→ **Recorded information**:
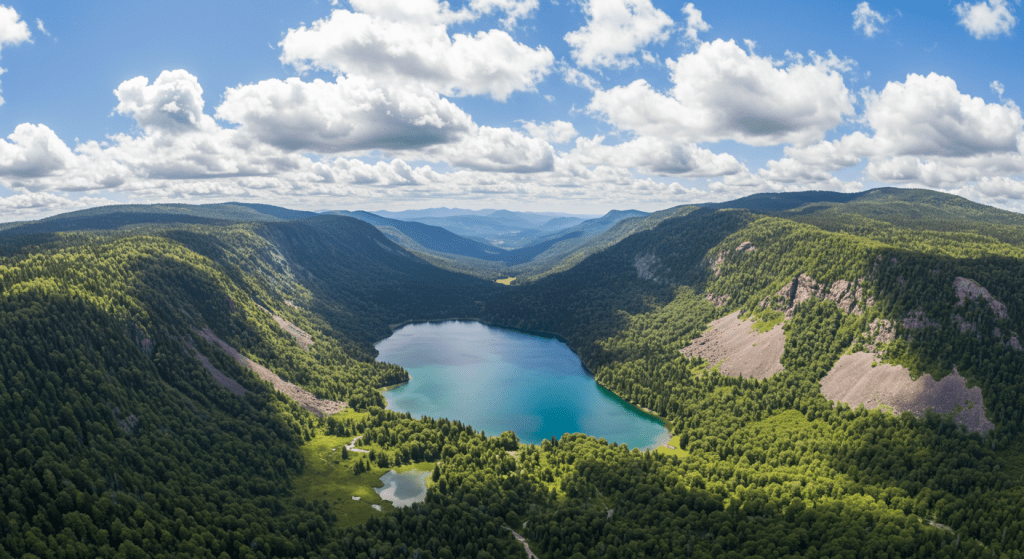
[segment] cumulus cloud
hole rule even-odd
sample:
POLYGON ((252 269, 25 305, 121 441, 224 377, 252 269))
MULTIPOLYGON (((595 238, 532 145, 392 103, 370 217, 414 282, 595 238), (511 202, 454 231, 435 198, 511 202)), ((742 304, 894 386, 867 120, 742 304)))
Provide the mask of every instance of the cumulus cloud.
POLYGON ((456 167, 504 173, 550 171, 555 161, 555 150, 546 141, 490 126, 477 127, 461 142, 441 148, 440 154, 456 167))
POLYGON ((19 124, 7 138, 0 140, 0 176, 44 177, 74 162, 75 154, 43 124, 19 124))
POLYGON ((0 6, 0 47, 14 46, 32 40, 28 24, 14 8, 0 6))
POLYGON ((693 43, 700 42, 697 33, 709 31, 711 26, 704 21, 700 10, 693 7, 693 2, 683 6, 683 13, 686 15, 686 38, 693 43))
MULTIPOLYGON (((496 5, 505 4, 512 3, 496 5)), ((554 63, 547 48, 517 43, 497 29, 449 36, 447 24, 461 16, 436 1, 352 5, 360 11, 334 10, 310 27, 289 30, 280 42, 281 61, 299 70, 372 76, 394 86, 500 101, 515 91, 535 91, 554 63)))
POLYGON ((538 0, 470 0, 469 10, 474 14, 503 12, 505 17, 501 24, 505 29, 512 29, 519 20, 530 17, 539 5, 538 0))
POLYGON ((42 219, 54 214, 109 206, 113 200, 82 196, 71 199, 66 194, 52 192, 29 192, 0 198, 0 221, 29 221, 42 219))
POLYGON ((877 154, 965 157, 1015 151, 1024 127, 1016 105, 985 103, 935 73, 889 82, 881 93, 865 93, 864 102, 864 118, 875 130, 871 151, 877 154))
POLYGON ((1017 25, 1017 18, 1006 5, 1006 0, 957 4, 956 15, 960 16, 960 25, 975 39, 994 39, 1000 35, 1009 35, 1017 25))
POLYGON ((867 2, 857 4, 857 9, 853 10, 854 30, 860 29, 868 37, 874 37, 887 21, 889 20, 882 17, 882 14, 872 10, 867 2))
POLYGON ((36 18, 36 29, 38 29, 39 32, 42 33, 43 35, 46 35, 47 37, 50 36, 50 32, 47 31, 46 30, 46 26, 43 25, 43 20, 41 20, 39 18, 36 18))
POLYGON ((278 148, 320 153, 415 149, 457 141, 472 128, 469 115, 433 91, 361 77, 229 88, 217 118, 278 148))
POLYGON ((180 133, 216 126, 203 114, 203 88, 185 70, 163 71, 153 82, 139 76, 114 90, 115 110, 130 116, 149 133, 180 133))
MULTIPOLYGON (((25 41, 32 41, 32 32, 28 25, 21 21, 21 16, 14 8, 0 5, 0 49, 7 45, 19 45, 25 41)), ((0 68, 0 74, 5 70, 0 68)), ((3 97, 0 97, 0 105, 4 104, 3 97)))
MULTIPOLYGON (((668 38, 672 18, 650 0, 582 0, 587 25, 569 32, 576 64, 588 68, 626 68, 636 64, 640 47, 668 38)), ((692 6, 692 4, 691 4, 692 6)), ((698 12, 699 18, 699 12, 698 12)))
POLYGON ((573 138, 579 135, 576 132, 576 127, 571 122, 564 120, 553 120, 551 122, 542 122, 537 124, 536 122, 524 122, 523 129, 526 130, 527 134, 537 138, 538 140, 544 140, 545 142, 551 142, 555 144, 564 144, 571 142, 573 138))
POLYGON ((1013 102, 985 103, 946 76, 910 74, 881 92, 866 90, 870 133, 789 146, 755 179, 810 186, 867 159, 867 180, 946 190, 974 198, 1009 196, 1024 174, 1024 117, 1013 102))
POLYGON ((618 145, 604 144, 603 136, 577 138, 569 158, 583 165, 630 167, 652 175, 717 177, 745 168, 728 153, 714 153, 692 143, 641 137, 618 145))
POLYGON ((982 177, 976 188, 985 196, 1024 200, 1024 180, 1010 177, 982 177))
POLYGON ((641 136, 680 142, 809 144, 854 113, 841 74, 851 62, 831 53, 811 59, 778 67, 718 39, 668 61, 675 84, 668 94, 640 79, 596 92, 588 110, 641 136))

---

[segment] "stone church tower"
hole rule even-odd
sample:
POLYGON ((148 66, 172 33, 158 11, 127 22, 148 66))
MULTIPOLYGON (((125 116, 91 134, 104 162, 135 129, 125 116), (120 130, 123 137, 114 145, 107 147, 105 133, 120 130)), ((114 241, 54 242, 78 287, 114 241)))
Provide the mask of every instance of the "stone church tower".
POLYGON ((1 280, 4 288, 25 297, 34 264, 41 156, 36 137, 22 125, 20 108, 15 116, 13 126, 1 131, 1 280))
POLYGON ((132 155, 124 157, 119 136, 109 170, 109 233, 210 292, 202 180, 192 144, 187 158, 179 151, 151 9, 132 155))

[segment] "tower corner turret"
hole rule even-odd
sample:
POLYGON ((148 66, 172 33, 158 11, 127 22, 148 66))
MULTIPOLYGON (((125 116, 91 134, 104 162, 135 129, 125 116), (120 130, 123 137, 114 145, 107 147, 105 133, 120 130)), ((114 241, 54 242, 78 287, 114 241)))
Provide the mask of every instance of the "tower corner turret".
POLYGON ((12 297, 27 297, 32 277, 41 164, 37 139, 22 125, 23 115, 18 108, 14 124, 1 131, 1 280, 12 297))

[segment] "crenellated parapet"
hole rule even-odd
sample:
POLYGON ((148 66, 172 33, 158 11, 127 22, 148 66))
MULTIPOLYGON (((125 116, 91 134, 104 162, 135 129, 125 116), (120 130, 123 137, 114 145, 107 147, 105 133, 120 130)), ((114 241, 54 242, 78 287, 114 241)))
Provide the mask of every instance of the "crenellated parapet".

→ **Task description**: From the entries above, give again exactly the lines running from the line with "[segment] cumulus cloud" to the line with "MULTIPOLYGON (((595 238, 532"; include both of those lines.

→ **Expected answer**:
[segment] cumulus cloud
hole rule even-odd
sample:
POLYGON ((252 269, 25 305, 121 441, 224 377, 252 269))
MULTIPOLYGON (((595 238, 532 145, 392 103, 370 217, 414 282, 595 238), (511 202, 454 231, 435 198, 511 202)), ((742 304, 894 386, 867 120, 742 304)))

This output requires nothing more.